- **Given task**
From the line that holds "Where can you spot the power" to the last line of the data, copy everything exactly; leave out all the rest.

(Pointing dataset excerpts)
* * * *

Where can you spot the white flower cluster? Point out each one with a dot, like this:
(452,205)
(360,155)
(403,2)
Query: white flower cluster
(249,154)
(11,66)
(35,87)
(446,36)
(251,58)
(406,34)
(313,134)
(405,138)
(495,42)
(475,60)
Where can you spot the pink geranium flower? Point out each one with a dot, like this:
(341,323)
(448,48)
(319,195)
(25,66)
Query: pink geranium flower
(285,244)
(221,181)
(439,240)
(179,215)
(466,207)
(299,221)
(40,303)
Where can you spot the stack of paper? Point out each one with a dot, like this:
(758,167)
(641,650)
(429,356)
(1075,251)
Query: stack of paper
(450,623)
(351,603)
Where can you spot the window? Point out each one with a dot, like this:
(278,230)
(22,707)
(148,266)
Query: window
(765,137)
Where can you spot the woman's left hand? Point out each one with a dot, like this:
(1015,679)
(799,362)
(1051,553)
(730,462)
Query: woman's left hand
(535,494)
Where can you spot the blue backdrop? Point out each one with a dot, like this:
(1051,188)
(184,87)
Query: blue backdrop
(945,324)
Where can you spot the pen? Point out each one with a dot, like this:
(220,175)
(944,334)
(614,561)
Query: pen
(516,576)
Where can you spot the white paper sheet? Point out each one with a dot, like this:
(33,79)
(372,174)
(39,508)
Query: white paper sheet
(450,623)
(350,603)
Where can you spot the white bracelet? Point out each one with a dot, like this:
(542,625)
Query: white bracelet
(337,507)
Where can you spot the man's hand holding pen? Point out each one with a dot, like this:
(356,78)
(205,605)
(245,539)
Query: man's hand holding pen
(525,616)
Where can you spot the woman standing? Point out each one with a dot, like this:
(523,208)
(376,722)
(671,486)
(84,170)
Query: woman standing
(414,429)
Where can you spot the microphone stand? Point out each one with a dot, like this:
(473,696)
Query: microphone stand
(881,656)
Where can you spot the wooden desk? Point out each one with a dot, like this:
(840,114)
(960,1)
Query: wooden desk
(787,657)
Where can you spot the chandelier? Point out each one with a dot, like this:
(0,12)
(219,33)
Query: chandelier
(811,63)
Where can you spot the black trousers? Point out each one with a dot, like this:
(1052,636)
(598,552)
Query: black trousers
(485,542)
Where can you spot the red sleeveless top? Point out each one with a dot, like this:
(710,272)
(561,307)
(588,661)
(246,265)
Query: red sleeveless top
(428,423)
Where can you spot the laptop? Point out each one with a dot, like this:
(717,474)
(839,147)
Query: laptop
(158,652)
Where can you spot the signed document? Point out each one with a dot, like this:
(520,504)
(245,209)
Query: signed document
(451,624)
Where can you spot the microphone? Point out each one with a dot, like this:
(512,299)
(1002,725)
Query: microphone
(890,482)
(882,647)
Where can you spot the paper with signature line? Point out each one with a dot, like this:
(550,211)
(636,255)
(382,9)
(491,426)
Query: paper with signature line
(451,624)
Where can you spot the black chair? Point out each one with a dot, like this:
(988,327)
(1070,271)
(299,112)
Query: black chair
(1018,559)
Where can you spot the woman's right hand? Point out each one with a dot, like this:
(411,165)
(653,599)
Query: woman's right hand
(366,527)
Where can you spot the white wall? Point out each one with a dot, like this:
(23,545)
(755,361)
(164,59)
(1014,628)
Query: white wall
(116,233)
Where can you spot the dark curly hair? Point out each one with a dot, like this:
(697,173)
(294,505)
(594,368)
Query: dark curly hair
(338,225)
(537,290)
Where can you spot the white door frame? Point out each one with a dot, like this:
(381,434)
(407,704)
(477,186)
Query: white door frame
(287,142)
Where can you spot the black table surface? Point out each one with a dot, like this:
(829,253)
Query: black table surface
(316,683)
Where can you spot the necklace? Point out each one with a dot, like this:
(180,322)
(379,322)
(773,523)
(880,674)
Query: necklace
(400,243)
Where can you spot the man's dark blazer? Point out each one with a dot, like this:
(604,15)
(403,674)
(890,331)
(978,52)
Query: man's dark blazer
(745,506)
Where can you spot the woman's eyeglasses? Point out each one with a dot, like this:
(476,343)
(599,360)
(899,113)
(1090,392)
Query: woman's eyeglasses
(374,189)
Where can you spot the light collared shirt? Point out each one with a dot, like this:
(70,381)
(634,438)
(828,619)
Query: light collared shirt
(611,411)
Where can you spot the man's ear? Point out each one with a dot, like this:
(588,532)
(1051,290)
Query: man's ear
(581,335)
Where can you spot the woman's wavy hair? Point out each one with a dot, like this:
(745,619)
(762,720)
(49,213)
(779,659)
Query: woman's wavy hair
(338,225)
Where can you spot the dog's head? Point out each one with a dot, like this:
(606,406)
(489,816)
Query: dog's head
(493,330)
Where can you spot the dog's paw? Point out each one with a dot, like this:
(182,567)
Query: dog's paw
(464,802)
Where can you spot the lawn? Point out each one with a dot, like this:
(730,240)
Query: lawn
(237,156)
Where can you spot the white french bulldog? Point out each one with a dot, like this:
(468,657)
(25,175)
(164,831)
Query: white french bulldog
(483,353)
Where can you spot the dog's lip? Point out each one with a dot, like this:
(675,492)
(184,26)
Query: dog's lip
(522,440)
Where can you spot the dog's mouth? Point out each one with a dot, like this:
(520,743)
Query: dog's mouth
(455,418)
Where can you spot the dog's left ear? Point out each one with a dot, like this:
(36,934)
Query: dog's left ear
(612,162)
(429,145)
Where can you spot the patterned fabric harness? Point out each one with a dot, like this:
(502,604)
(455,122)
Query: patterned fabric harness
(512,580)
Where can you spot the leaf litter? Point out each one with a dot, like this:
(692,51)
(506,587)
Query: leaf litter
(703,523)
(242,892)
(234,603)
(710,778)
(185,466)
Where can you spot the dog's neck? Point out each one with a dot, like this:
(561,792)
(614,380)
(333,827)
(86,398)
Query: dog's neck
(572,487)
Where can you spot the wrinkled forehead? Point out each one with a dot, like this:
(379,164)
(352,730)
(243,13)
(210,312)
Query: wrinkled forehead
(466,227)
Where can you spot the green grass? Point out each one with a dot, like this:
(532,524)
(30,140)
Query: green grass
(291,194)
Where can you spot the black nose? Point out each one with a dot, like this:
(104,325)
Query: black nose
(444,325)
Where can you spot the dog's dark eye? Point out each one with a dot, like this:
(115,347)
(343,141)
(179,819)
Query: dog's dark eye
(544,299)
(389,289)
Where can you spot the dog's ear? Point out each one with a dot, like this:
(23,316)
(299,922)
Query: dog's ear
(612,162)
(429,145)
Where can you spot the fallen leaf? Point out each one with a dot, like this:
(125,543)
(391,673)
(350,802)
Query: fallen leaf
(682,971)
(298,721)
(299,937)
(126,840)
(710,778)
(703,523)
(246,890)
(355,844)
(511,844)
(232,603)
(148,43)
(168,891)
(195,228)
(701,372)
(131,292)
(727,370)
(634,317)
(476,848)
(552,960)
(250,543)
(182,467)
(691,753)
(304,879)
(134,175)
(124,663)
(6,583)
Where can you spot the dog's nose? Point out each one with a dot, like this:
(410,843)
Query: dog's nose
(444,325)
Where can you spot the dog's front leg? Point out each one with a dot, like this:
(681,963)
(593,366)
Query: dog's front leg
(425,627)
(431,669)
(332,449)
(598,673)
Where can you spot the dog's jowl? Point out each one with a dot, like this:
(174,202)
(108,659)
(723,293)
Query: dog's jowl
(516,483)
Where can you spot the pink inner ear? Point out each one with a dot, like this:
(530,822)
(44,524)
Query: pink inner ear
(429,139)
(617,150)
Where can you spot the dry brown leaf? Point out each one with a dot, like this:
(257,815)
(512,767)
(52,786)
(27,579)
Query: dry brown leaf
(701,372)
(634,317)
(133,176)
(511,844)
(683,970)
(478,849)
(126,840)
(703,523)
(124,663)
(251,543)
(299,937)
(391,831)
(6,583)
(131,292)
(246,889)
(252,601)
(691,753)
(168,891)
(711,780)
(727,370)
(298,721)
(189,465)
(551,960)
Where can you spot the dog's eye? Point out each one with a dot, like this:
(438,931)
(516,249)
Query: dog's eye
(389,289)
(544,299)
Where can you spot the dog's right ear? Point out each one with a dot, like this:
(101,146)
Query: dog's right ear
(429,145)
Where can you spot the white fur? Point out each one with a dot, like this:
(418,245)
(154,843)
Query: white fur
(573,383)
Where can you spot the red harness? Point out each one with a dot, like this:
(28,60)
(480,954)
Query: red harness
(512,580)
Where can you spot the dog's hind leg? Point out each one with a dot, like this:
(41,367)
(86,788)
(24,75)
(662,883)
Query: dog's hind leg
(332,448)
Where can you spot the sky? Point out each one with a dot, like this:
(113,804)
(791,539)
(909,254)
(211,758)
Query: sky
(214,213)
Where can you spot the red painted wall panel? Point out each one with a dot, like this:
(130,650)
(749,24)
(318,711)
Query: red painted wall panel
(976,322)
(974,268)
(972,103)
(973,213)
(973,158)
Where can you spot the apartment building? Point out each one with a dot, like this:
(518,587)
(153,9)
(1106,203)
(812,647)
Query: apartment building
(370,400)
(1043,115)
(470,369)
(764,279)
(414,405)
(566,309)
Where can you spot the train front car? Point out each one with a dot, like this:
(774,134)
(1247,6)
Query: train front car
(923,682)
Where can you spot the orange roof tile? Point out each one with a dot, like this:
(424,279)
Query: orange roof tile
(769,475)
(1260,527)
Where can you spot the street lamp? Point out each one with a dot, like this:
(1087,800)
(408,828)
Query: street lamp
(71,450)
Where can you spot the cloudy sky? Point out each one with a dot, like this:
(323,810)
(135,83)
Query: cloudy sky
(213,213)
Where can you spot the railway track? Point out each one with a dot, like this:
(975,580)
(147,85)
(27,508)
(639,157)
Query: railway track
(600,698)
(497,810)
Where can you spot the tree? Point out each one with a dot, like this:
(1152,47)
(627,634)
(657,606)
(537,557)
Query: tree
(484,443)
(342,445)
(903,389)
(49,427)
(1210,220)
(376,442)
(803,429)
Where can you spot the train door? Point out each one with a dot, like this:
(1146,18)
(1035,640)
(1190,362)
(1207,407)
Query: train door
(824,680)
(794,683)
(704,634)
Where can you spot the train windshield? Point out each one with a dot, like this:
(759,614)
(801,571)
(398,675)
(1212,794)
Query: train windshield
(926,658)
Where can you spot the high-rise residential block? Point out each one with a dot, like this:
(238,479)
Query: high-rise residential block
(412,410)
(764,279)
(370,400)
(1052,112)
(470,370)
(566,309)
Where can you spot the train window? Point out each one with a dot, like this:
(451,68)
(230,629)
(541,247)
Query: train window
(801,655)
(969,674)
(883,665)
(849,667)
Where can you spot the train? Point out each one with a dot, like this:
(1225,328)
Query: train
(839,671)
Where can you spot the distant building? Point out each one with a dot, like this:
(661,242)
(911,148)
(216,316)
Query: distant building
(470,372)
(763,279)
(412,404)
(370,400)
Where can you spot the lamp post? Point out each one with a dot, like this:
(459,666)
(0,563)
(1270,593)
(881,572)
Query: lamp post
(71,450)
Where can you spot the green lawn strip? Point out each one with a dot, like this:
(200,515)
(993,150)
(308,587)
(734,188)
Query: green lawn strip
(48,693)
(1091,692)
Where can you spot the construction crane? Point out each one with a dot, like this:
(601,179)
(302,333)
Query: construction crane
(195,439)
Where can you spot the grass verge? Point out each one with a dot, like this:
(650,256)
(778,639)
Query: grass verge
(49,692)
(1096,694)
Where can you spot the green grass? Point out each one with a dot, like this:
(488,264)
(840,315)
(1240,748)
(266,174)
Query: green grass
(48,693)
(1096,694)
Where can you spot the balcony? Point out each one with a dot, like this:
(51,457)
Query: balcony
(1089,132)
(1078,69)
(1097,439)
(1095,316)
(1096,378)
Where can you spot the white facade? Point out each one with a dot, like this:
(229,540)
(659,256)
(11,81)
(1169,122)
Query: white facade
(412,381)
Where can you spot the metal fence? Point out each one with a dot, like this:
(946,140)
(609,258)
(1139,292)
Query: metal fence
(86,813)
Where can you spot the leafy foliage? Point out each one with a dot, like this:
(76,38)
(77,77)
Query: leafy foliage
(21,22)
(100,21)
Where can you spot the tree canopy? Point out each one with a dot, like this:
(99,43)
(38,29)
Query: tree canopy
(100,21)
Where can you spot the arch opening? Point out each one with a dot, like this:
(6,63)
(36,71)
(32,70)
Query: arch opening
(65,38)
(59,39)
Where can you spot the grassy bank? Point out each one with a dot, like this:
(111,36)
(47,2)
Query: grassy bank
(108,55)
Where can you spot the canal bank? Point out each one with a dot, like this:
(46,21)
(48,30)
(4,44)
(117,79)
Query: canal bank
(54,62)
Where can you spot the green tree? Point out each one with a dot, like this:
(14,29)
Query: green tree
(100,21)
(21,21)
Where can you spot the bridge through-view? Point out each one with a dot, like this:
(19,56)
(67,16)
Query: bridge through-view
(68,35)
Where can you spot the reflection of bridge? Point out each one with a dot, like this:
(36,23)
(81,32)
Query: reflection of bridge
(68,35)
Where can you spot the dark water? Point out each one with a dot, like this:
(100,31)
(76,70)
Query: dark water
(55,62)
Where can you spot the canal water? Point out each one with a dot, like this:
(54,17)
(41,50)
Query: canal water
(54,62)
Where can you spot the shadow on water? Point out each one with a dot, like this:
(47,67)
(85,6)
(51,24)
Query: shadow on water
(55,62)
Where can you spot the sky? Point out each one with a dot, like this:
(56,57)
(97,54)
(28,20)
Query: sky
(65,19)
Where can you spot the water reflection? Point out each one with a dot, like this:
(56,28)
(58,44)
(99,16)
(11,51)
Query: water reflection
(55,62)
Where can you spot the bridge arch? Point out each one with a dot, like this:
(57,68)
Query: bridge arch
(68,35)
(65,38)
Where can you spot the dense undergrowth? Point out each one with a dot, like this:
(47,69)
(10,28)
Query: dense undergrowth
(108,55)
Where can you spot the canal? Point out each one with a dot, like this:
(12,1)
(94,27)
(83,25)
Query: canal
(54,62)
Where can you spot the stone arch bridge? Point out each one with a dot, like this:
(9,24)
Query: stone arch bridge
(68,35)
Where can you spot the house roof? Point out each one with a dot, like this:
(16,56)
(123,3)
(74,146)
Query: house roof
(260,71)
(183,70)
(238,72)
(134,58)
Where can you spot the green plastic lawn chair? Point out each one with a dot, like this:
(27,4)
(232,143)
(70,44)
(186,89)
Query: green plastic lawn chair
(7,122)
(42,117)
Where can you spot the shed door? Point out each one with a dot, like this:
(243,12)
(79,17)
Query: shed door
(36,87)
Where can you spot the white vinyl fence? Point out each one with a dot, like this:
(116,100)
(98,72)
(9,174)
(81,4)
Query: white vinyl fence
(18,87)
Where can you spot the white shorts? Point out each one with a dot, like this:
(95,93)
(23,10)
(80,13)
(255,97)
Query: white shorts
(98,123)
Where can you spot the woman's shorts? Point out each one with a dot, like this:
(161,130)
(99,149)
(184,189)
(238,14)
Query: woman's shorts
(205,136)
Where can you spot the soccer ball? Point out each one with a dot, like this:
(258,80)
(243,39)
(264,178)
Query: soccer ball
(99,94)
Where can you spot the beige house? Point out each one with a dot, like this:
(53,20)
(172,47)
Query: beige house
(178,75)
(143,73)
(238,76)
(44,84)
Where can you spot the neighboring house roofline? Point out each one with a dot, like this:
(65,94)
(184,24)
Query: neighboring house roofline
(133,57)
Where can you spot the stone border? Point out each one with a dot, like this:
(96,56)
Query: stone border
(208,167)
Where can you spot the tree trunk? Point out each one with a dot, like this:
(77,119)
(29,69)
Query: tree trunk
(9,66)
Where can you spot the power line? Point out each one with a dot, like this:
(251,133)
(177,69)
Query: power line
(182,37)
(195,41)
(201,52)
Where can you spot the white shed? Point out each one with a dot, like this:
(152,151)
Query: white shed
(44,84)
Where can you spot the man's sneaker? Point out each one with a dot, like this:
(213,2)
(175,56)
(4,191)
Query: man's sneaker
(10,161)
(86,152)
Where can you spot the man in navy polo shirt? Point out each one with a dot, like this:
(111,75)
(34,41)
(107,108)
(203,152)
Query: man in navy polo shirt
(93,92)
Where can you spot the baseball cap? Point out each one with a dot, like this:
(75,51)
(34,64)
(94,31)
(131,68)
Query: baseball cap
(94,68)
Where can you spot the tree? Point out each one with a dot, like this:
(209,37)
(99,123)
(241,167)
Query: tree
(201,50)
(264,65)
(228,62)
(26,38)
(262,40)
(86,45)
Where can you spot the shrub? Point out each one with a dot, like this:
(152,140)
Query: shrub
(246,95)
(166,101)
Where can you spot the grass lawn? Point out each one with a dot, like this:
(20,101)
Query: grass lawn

* * * *

- **Result**
Where can you spot the power line? Point out each one with a dot, like this:
(251,133)
(177,69)
Query: power line
(182,37)
(195,41)
(201,52)
Where can you spot the white shed? Point out each one with a dot, like this:
(152,151)
Query: white shed
(44,84)
Where can you spot the man's sneaker? Point out each one with a dot, like this:
(213,2)
(175,56)
(4,191)
Query: man's sneaker
(10,161)
(86,152)
Where can you spot the man in navy polo shirt? Point out each one with a dot, like this:
(111,75)
(34,41)
(107,108)
(203,152)
Query: man in navy polo shirt
(93,92)
Where can you spot the baseball cap? Point out each one with a dot, like this:
(75,51)
(34,64)
(94,31)
(131,68)
Query: baseball cap
(94,68)
Where can you spot the tree? Point out each one with a dot, like this:
(209,37)
(99,123)
(241,167)
Query: tree
(201,50)
(264,65)
(228,62)
(26,38)
(262,40)
(86,45)
Where can you spot the shrub? Point out each one with a dot, like this:
(152,140)
Query: shrub
(246,95)
(166,101)
Where can you spot the grass lawn? Point out each one with a dot, like this:
(20,101)
Query: grass lawn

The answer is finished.